§ **TEXT UNDER STUDY**:
====

An Adelaide optometrist who secretly tampered with more than 400 glasses prescriptions has been stripped of his registration.
- Ashok Bhoola denies altering hundreds of eye prescriptions
- But a tribunal has found he was behind tampering which undermined his business partner’s self-confidence
- His registration has been cancelled for 12 months and he will have to pay legal costs
The SA Civil and Administrative Tribunal found Ashok Bhoola secretly and dishonestly altered his patients’ prescriptions on 410 occasions in 2015 and 2016.
Mr Bhoola, who was working at Specsavers West Lakes in Adelaide’s north at the time, denies altering the prescriptions.
But investigations by the franchise, including analysis by a forensic accountant, showed he “must have been” responsible.
The tribunal was unable to determine a clear reason for the man’s behaviour.
But the alterations had the effect of undermining his business partner’s confidence and causing her to believe she was making “silly mistakes”.

====

§ **INFORMATION PROVIDED**:
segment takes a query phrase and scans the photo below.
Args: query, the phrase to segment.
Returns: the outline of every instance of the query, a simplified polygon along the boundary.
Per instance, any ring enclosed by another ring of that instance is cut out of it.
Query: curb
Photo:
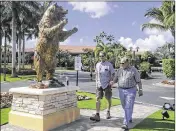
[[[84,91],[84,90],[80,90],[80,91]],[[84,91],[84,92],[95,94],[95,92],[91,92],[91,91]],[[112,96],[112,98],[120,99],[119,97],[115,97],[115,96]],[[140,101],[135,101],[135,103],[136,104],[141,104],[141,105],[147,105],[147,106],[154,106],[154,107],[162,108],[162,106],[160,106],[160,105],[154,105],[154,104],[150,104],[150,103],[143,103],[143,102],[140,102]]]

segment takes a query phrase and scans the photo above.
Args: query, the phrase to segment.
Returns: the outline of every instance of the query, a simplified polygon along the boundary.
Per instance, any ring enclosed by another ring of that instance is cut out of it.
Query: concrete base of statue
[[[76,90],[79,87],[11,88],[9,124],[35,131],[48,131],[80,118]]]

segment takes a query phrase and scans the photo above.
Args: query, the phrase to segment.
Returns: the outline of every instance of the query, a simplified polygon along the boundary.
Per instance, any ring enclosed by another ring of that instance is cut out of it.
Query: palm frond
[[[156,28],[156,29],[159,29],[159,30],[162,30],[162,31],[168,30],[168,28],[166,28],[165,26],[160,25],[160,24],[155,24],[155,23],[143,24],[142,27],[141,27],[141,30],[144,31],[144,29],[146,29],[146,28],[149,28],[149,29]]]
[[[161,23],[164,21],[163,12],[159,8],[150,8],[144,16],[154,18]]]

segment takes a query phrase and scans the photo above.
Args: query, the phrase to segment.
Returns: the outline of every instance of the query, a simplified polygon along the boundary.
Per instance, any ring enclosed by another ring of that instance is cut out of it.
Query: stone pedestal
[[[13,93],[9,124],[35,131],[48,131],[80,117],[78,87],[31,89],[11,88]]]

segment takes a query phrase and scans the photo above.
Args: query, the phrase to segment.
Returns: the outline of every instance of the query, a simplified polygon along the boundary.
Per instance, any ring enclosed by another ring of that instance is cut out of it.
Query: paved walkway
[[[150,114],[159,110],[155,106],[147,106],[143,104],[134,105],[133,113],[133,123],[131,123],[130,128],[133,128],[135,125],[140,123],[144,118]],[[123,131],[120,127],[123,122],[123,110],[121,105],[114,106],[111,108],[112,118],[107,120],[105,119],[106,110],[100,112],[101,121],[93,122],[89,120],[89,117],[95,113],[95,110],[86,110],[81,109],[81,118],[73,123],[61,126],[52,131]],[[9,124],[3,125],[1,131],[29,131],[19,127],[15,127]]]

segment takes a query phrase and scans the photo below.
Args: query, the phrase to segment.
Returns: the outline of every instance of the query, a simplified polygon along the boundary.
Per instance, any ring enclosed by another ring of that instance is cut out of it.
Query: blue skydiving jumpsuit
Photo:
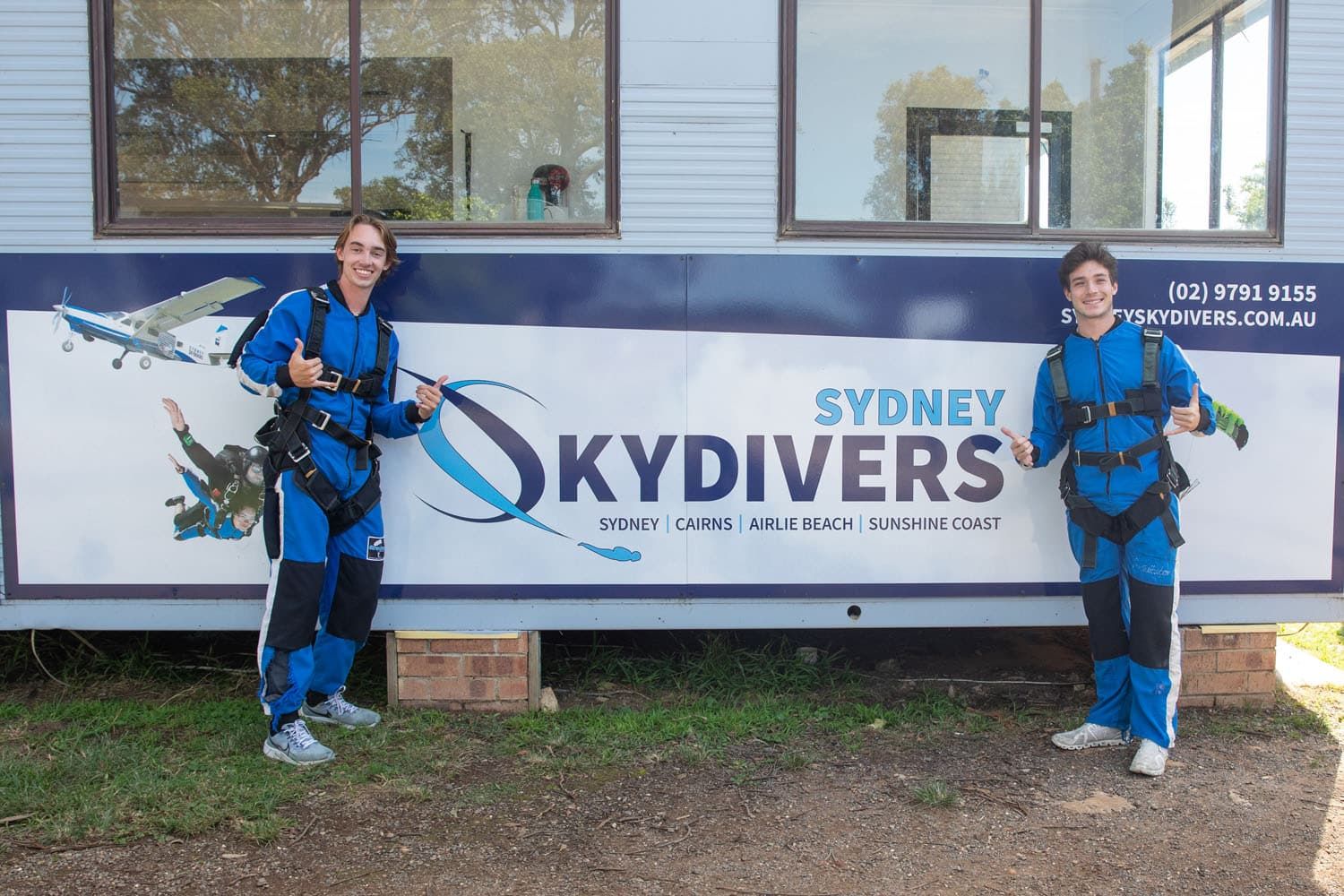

====

§ **WORK REQUEST 1**:
According to the report on the Adelaide optometrist, on how many occasions did the tribunal find he altered his patients' prescriptions?
§ **WORK REQUEST 2**:
Write the next part of the report on the Adelaide optometrist, picking up after its final sentence.
The entries come from a separate source.

§ **RESPONSE BOX 1**:
410 occasions, in 2015 and 2016.

§ **RESPONSE BOX 2**:
Patients’ welfare put at risk
In total, 359 pairs of glasses were manufactured using the altered scripts, according to the tribunal’s judgement.
Of those, 313 pairs were found to be defective and 96 were returned to the store.
“We found that the respondent did this deliberately without clinical justification and contrary to the interests of the patients, and that his actions put the welfare of patients at risk,” the judgement reads.
“[Mr Bhoola] chose to deny responsibility. He has maintained that position since then.”
Changes undermined business partner
The man’s “scheme” was detected after his business partner, a fellow optometrist, noticed she was apparently making errors in recording eyesight test results.
The woman “suffered a significant loss of confidence” and was embarrassed when other staff members noticed the incorrect results.
She even considered leaving her role to work in a less busy workplace.
However, her concerns led her to keep a series of records and the Specsavers franchise eventually investigated the problem.
The investigation revealed somebody had “systematically” altered the prescriptions using Mr Bhoola’s login details.
Because Mr Bhoola denied involvement, the question was raised whether it was him or somebody else who made the changes.
But ultimately, the investigation found he was the only person present at the store on each of the occasions when changes were made.
Specsavers terminated its business arrangement with Mr Bhoola, effectively dismissing him.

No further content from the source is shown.